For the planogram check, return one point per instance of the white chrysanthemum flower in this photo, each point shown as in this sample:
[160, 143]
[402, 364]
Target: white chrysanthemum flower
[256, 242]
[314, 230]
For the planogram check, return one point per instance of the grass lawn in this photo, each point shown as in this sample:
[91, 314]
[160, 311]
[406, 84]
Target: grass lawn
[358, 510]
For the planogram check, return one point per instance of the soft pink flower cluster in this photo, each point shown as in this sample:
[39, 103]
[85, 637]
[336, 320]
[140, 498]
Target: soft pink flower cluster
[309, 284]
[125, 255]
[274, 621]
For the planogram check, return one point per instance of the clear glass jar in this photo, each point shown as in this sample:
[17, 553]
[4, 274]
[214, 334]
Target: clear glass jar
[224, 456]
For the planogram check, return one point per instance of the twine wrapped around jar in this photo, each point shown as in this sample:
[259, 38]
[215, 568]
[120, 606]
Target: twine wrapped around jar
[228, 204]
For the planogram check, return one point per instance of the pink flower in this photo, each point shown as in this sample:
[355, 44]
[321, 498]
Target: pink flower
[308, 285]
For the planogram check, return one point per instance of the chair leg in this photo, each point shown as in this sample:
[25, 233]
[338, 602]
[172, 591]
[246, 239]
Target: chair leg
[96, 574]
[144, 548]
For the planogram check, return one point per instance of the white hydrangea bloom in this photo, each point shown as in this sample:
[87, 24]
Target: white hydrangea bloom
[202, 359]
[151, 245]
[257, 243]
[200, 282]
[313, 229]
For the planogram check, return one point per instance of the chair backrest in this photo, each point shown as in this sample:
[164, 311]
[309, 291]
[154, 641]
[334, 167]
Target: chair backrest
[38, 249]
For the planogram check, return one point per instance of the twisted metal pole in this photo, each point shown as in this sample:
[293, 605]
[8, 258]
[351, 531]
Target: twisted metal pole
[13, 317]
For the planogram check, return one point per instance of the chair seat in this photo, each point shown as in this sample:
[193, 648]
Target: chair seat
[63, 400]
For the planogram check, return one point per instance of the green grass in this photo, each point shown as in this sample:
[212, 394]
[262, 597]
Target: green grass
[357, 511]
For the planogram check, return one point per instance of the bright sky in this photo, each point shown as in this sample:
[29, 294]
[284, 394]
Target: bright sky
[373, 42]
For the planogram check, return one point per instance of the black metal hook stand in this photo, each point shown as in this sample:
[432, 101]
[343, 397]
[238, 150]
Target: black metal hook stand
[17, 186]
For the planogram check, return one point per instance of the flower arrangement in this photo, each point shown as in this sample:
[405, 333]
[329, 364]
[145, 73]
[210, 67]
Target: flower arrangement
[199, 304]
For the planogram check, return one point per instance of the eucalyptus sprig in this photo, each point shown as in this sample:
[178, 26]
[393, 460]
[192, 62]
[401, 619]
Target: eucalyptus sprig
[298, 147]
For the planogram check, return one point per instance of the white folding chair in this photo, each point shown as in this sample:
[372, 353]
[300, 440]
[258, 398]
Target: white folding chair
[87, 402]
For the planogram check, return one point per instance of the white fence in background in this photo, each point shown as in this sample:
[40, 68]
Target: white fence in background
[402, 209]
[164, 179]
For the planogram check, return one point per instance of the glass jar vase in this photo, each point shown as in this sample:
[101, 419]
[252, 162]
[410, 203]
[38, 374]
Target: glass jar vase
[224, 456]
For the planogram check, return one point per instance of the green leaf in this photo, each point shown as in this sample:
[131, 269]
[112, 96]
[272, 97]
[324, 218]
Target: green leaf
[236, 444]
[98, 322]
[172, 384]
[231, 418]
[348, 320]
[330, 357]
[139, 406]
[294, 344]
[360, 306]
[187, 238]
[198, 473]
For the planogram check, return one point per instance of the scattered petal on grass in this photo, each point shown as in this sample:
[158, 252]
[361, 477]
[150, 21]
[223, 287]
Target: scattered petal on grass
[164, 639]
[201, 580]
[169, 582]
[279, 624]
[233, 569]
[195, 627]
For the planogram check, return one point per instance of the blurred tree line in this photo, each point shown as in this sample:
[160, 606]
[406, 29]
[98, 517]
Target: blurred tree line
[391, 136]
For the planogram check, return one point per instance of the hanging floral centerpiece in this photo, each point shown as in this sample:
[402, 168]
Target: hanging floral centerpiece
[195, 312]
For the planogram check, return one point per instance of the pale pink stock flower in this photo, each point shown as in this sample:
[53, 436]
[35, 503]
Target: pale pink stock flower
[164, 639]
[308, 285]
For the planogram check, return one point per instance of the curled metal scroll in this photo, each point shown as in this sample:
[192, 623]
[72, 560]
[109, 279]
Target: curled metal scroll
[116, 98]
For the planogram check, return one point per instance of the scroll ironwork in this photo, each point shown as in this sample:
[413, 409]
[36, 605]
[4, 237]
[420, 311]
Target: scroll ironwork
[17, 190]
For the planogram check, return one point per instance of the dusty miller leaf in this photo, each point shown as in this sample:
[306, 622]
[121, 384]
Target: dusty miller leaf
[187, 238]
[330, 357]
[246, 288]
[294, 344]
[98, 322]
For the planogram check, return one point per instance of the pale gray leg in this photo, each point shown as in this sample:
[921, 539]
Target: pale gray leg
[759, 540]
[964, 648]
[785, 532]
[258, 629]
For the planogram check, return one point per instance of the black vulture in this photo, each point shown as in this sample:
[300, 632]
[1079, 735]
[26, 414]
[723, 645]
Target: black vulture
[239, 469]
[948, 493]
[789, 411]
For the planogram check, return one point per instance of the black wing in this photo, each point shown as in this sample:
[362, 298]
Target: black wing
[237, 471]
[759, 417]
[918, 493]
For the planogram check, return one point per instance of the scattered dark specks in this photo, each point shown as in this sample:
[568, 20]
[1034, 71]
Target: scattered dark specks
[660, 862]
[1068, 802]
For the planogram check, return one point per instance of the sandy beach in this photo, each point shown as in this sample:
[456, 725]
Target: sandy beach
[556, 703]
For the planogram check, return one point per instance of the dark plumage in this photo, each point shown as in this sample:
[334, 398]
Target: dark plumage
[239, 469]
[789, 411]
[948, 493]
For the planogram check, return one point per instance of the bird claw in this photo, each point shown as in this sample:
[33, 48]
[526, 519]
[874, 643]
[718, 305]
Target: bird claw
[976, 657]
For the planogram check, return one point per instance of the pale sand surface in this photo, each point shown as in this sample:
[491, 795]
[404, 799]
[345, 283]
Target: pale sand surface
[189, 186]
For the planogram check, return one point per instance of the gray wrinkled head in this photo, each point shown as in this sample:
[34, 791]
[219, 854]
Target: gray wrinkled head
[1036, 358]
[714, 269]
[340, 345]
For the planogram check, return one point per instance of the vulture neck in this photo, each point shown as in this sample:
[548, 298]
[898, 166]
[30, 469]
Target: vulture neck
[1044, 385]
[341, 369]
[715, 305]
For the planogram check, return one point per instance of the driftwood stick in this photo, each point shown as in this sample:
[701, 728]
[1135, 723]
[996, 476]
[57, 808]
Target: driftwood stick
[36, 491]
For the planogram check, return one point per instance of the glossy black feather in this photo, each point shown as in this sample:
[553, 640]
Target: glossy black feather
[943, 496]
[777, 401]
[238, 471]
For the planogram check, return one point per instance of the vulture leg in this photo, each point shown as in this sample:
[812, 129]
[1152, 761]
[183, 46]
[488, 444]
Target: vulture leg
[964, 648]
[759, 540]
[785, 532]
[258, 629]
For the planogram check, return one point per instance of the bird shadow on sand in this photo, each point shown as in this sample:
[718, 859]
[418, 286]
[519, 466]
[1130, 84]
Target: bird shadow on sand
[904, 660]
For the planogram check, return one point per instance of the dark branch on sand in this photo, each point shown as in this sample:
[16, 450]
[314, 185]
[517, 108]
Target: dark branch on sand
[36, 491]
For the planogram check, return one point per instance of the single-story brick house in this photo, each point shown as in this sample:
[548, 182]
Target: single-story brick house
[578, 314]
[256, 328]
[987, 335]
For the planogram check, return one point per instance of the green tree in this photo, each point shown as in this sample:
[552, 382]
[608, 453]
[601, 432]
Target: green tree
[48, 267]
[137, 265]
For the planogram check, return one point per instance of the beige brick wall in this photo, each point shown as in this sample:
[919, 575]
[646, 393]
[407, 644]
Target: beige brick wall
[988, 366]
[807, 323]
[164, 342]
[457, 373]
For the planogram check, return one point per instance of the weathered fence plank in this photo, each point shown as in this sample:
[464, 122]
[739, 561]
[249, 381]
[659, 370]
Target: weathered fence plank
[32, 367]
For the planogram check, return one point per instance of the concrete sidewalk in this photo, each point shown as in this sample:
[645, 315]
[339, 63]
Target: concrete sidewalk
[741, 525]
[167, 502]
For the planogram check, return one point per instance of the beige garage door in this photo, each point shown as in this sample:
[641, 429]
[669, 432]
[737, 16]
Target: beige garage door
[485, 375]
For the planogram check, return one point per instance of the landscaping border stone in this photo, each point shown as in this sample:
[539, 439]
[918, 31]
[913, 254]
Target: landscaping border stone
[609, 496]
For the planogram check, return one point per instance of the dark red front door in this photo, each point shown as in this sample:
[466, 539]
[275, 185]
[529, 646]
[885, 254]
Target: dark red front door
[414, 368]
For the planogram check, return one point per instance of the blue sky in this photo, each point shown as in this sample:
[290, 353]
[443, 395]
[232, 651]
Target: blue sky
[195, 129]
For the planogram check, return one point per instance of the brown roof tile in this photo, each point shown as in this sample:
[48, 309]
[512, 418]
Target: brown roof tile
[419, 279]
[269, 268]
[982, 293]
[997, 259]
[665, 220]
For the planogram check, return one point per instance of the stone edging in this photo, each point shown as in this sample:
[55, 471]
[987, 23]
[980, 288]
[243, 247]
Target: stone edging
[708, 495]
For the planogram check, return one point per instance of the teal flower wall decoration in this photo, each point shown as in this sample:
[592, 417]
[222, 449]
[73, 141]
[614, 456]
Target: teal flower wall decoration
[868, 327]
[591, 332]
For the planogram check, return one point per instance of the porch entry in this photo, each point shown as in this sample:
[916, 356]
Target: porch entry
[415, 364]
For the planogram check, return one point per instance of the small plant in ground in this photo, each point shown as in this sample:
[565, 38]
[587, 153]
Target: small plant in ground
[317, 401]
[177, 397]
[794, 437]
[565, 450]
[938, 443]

EXERCISE DIRECTIONS:
Set down nothing but the lines from the one with "Target: teal flower wall decoration" through the end of the records, keeping each line exactly as written and including both ends.

SOLUTION FOR THIS TASK:
Target: teal flower wall decoration
[868, 327]
[591, 332]
For the planogram check, return one point per instance of the porch entry in this photo, each point shown as in this sample:
[916, 356]
Target: porch entry
[415, 364]
For the planogram check, return one point per instance of the small plant in ground in this photo, each point shown as in this sample:
[565, 38]
[587, 153]
Target: small plant in ground
[317, 401]
[177, 397]
[794, 437]
[565, 450]
[938, 443]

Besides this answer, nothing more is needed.